-- Start Data --

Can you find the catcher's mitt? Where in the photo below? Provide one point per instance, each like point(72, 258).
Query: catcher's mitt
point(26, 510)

-- End Data --
-- Start Data --

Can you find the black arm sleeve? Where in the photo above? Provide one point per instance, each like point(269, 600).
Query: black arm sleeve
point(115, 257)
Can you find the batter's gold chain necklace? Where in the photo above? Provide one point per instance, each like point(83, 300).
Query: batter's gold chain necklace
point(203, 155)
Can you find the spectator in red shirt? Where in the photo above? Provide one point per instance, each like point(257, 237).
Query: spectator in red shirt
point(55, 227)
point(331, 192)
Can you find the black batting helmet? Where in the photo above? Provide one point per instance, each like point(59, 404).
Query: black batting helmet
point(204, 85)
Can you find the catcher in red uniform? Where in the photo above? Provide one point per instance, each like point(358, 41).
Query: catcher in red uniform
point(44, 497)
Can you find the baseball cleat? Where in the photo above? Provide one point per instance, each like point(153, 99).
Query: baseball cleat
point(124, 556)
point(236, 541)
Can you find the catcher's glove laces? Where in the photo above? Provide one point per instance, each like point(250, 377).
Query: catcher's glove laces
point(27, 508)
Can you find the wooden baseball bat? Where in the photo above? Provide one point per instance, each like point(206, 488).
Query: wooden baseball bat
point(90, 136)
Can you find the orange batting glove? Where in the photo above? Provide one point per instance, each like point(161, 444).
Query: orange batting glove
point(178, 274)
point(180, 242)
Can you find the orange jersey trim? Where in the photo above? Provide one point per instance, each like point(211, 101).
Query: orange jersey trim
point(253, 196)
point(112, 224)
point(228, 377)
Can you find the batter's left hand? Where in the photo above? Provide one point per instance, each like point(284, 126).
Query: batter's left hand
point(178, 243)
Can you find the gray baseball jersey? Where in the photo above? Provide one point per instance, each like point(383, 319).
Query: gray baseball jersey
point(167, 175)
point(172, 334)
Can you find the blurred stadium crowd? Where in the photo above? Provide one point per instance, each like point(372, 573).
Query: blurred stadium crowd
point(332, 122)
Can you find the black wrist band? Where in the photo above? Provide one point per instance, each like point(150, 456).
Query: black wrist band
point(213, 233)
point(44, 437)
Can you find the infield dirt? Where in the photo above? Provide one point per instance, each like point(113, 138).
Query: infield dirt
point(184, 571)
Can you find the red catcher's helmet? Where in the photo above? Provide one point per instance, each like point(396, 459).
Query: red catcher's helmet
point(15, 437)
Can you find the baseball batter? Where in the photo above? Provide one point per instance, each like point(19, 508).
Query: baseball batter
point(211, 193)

-- End Data --

Copy the listing verbatim, starting at the line that contains "Can you find the catcher's mitt?" and ending with the line that contains "point(26, 510)", both lines included.

● **Correct result**:
Can you find the catcher's mitt? Where in the photo below? Provide one point per instance, each like point(72, 258).
Query: catcher's mitt
point(26, 510)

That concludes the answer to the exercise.